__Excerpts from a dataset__
Start of Block

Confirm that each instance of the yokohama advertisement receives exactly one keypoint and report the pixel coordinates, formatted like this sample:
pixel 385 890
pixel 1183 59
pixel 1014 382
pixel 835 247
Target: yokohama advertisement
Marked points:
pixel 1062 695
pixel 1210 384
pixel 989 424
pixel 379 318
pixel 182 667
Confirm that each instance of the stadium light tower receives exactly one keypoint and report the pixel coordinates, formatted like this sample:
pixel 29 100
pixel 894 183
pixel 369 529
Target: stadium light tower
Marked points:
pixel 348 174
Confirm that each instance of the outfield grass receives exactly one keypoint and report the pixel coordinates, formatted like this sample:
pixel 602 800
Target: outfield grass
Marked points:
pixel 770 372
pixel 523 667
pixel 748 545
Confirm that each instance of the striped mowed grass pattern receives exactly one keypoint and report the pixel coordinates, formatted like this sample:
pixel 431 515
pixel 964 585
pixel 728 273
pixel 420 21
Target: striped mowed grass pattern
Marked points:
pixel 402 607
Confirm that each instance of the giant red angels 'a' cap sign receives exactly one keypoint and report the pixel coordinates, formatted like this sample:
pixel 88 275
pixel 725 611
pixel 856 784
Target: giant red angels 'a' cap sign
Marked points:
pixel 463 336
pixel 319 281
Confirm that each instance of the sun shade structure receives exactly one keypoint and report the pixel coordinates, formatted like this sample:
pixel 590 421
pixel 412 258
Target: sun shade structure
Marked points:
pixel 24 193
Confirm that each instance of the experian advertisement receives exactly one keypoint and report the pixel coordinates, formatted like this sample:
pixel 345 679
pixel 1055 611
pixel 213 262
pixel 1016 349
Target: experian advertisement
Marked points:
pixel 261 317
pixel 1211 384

End of Block

__WORK ITEM__
In the lines above, find each one with "mowed" and list it.

__SOLUTION FOR THIS PROBLEM__
Confirm that each instance of the striped mowed grass pattern receives exactly one keypoint and report the pixel coordinates, formatted like this sample:
Target: striped mowed grass pattern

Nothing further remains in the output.